+++ GIVEN RECORDS +++

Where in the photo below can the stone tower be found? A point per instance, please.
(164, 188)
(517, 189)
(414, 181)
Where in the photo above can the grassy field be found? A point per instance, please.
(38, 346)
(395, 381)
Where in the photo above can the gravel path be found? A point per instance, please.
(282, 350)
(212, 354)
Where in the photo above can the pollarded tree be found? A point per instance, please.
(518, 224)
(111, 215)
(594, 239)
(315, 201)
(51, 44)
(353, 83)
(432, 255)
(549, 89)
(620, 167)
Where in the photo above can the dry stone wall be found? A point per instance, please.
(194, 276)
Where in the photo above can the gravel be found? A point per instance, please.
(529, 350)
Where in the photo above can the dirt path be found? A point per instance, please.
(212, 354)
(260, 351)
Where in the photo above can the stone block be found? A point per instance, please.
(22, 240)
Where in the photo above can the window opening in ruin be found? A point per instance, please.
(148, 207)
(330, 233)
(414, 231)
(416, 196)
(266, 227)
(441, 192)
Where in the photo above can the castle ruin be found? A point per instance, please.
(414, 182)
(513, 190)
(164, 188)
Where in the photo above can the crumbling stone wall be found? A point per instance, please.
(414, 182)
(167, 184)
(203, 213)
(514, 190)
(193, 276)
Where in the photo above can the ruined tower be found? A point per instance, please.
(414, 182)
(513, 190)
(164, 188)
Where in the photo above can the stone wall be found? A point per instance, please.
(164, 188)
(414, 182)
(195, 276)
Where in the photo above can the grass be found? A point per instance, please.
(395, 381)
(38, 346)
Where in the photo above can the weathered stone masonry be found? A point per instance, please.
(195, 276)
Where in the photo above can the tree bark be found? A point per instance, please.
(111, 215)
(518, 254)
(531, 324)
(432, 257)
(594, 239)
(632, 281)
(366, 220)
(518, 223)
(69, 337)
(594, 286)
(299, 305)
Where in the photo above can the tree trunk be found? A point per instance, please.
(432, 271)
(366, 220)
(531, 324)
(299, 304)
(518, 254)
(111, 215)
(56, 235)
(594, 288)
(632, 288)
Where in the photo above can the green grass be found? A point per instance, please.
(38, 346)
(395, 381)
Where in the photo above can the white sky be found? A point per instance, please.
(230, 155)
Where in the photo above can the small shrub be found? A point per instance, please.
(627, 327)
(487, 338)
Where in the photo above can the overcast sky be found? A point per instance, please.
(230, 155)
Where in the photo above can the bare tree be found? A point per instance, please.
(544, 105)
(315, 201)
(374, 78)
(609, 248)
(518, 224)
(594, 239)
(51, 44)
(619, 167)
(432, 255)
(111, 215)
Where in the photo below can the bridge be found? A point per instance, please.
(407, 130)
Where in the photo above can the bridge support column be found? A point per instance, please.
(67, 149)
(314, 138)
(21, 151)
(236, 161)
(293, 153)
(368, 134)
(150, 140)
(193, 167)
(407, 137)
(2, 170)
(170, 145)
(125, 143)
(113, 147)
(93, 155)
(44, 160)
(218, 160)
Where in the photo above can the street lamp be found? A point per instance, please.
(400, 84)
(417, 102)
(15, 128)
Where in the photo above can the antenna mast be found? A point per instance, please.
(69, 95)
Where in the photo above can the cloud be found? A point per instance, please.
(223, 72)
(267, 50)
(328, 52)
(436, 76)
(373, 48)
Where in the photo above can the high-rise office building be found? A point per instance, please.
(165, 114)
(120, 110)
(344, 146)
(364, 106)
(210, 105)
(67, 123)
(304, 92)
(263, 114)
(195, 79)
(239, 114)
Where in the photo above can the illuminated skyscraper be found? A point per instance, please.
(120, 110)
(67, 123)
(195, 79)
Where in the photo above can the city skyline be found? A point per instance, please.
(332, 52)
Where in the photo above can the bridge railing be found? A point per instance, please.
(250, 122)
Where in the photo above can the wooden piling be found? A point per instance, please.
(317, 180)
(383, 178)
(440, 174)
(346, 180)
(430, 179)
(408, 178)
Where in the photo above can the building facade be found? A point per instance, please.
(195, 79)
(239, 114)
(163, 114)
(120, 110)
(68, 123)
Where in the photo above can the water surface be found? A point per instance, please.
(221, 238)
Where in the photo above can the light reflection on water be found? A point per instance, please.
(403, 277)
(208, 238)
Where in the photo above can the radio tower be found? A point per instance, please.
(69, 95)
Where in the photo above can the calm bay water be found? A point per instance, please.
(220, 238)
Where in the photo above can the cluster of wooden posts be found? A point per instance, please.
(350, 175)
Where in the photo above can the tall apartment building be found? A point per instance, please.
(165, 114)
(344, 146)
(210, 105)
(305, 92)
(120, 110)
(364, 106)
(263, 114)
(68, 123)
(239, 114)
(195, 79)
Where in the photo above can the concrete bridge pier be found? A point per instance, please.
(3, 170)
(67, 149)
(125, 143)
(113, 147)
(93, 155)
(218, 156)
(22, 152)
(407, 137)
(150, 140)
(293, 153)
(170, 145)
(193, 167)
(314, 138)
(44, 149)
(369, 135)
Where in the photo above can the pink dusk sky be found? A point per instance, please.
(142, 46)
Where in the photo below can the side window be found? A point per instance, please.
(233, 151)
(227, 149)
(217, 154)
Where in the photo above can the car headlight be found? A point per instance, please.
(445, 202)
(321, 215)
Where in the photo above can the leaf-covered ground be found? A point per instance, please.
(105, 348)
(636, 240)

+++

▶ [ACTIVITY] Would you please write the entries out again in full, exactly as given?

▶ [RESPONSE BELOW]
Where in the photo below can the stone tower be found? A point per instance, please.
(164, 188)
(517, 189)
(414, 181)
Where in the photo above can the grassy field be found? A point per instance, please.
(38, 346)
(395, 381)
Where in the photo above can the gravel path be found? A point per instance, please.
(282, 350)
(212, 354)
Where in the photo above can the pollarded tree be found? A point per instance, please.
(518, 224)
(111, 215)
(594, 239)
(315, 201)
(51, 44)
(353, 83)
(432, 255)
(549, 89)
(620, 167)
Where in the photo above can the dry stone wall be found? A point per instance, please.
(194, 276)
Where in the photo above can the gravel be found? A point per instance, please.
(529, 350)
Where in the photo above can the dirt path be found? A point per instance, please.
(212, 354)
(260, 351)
Where in the photo above can the stone block be found? A point per instance, please.
(22, 240)
Where in the photo above can the window opening in ruin be found? A point per instance, please.
(148, 207)
(330, 233)
(414, 231)
(416, 196)
(266, 227)
(441, 192)
Where in the photo above can the castle ruin be found? A point per instance, please.
(414, 182)
(513, 190)
(164, 188)
Where in the photo above can the crumbling stone wall be found? A point per instance, please.
(414, 182)
(167, 184)
(203, 213)
(514, 190)
(193, 276)
Where in the photo above can the ruined tower be found? A point per instance, please.
(414, 182)
(513, 190)
(164, 188)
Where in the photo above can the stone wall be found? A point per instance, please.
(164, 188)
(414, 182)
(195, 276)
Where in the photo above can the grass be found? A point per instance, please.
(395, 381)
(38, 346)
Where in the photo above can the weathered stone masonry be found? A point per instance, please.
(195, 276)
Where in the photo above can the tree bark be found? A point per instance, please.
(111, 215)
(518, 254)
(531, 324)
(432, 257)
(594, 239)
(632, 281)
(366, 220)
(518, 223)
(69, 337)
(594, 286)
(299, 305)
Where in the photo above can the tree trunk be found? A point per instance, please.
(432, 271)
(366, 220)
(531, 324)
(299, 304)
(518, 254)
(111, 215)
(56, 235)
(594, 288)
(632, 288)
Where in the photo above can the green grass be found? A point per instance, please.
(38, 346)
(395, 381)
Where in the photo above can the white sky be found? A point per instance, please.
(230, 155)
Where in the photo above can the small shrub be found? A point per instance, please.
(627, 327)
(487, 338)
Where in the photo above can the overcast sky be found? A point per instance, please.
(230, 155)
Where in the photo above can the bare tree be found? A point per instance, please.
(544, 105)
(315, 201)
(374, 78)
(609, 248)
(518, 224)
(594, 239)
(51, 44)
(619, 167)
(432, 255)
(111, 215)
Where in the photo below can the bridge be found? A point per instance, please.
(407, 130)
Where in the photo above can the bridge support column be found? A point per instance, please.
(67, 149)
(314, 138)
(21, 151)
(236, 161)
(293, 153)
(368, 134)
(150, 140)
(193, 167)
(407, 137)
(2, 170)
(170, 145)
(125, 143)
(113, 147)
(93, 155)
(44, 160)
(218, 160)
Where in the photo above can the street lamp be found? A point per instance, please.
(400, 84)
(417, 102)
(15, 128)
Where in the photo above can the antenna mast be found? A point per instance, please.
(69, 95)
Where in the photo above can the cloud be found? A point per instance, please.
(223, 72)
(267, 50)
(328, 52)
(436, 76)
(373, 48)
Where in the photo above can the high-rise office building be found? A point per instance, please.
(165, 114)
(120, 110)
(344, 146)
(364, 106)
(210, 105)
(67, 123)
(304, 92)
(263, 114)
(195, 79)
(239, 114)
Where in the photo above can the illuminated skyscraper be found? A point per instance, please.
(120, 110)
(67, 123)
(195, 79)
Where in the photo above can the city skyline be found? A point per instance, please.
(332, 52)
Where in the photo above can the bridge railing be found? A point per instance, please.
(250, 122)
Where in the photo above can the wooden piling be found? A point per instance, please.
(317, 180)
(383, 178)
(440, 174)
(346, 180)
(430, 179)
(408, 178)
Where in the photo above can the building facade be found? A point per instance, please.
(195, 79)
(239, 114)
(163, 114)
(120, 110)
(68, 123)
Where in the photo above can the water surface be found? A point per instance, please.
(221, 238)
Where in the photo above can the light reflection on water be found? A point per instance, please.
(403, 277)
(208, 238)
Where in the photo above can the radio tower be found? A point per instance, please.
(69, 95)
Where in the photo above can the calm bay water be found? A point per instance, please.
(220, 238)
Where in the photo above can the cluster of wooden posts be found? A point per instance, please.
(350, 175)
Where in the photo above can the tall apartment building be found? A point per instance, please.
(165, 114)
(344, 146)
(210, 105)
(305, 92)
(120, 110)
(364, 106)
(263, 114)
(68, 123)
(239, 114)
(195, 79)
Where in the photo above can the concrete bridge pier be found? A point per instance, please.
(3, 170)
(67, 149)
(125, 143)
(113, 147)
(93, 155)
(218, 156)
(22, 152)
(407, 137)
(150, 140)
(293, 153)
(170, 145)
(193, 167)
(314, 138)
(44, 149)
(369, 135)
Where in the photo above can the pink dusk sky be found? A point per instance, please.
(142, 46)
Where in the photo below can the side window be found? A point per instance, please.
(233, 151)
(227, 149)
(217, 154)
Where in the photo above can the car headlight be found? A point per instance, please.
(445, 202)
(321, 215)
Where in the photo above can the leaf-covered ground be found? A point per instance, please.
(105, 348)
(636, 240)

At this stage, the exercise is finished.